What the task asks —
Rewrite the data between the lines holding "Scouting pass: put a marker on the chair backrest, one" and "[(385, 289)]", inclusive, with "backrest" replaced by "seat back" and nothing else altered.

Exercise input —
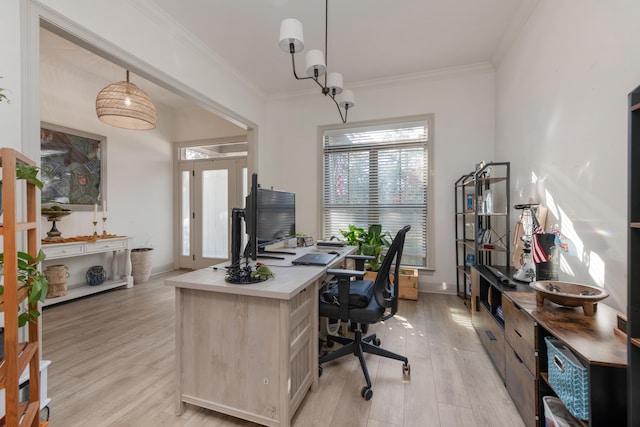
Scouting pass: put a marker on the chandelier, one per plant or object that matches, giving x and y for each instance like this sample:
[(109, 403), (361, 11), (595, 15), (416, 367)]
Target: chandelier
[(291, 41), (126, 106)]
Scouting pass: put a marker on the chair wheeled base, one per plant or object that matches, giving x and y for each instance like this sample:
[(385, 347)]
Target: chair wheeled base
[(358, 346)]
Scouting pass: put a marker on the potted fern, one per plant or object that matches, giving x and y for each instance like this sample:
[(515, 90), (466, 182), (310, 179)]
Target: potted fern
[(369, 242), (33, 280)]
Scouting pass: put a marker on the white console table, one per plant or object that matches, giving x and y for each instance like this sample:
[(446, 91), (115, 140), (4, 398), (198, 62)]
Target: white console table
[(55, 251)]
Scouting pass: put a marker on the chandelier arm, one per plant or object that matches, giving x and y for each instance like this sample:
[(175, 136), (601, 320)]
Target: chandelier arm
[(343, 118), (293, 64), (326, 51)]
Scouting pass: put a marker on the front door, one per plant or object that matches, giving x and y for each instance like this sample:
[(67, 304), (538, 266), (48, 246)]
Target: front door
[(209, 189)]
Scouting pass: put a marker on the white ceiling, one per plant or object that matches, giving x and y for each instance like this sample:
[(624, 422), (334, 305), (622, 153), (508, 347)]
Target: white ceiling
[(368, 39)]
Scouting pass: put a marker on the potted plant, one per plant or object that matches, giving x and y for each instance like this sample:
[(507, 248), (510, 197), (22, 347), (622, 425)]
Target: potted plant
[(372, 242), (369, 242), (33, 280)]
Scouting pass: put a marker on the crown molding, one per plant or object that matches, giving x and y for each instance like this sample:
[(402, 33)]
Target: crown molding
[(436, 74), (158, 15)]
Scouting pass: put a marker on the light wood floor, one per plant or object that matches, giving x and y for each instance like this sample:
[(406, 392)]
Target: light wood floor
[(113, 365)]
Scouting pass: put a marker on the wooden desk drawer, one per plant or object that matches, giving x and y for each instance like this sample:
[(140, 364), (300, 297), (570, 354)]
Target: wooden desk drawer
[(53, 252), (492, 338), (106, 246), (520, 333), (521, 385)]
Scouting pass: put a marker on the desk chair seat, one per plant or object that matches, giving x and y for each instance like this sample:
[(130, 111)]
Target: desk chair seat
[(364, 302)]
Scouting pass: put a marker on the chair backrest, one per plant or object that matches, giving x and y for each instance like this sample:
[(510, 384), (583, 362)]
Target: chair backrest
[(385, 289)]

...

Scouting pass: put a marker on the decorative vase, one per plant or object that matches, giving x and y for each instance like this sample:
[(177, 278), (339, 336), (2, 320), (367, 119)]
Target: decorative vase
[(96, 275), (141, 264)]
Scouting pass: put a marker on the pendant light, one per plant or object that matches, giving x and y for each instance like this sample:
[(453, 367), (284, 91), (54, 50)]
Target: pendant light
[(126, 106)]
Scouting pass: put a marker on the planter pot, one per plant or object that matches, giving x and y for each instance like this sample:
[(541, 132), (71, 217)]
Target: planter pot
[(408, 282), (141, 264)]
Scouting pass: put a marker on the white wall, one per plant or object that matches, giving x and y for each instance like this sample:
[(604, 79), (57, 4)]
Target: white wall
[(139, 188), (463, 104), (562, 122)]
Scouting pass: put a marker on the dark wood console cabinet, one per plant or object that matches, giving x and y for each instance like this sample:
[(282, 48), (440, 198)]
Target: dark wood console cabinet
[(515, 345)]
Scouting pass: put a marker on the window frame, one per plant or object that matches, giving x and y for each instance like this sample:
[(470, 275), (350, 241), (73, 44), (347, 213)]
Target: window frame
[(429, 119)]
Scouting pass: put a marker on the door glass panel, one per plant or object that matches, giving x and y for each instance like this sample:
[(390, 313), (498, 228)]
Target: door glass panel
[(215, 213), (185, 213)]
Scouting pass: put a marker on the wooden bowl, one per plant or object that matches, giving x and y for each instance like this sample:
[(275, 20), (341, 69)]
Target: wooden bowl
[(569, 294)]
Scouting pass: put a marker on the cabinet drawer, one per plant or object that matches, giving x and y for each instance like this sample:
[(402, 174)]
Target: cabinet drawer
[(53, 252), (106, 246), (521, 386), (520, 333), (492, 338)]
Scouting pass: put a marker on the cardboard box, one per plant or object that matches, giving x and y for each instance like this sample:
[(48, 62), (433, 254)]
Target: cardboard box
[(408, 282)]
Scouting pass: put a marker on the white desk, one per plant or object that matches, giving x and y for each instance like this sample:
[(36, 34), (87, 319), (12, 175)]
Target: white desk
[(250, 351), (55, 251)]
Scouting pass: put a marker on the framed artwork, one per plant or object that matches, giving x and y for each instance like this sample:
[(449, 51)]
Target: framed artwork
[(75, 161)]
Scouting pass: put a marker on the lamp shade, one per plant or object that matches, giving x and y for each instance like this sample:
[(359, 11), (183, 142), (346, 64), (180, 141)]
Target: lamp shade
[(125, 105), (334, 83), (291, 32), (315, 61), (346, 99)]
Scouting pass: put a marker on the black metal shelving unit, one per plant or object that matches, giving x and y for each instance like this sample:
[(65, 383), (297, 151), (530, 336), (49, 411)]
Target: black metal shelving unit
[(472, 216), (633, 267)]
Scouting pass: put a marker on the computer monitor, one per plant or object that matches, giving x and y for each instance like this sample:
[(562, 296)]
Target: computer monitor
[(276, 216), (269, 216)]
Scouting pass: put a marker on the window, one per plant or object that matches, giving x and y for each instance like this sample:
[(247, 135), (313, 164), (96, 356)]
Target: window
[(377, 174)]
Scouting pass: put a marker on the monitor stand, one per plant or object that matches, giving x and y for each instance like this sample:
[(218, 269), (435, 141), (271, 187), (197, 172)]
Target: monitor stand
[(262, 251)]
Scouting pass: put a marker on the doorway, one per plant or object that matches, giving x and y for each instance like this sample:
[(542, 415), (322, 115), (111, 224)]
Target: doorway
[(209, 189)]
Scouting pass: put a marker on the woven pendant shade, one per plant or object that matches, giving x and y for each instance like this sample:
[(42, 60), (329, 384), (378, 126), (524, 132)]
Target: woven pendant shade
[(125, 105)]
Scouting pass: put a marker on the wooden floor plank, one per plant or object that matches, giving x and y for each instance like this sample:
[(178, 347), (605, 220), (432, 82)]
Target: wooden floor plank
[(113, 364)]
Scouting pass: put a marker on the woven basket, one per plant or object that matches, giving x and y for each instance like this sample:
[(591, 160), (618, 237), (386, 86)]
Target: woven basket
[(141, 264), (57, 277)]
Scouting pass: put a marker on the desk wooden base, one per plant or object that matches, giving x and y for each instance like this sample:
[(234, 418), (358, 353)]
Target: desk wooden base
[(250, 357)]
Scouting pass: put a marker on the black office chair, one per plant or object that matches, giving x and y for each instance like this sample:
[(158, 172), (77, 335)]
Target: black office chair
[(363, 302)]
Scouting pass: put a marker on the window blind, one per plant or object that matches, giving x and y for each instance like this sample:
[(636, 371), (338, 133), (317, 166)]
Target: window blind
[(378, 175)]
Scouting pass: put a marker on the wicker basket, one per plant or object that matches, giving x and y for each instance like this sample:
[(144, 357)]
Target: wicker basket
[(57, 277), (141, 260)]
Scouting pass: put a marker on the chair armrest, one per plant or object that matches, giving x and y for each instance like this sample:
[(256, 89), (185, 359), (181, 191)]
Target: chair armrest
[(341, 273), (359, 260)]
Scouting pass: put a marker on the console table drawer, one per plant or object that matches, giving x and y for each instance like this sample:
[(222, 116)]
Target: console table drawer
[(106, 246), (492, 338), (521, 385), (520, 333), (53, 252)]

Written answer —
Scouting pass: put a marker on the chair seat back, one per plant or object that matches, giving x and y for each instance like this sample:
[(510, 384), (583, 362)]
Target: chair seat back
[(385, 289)]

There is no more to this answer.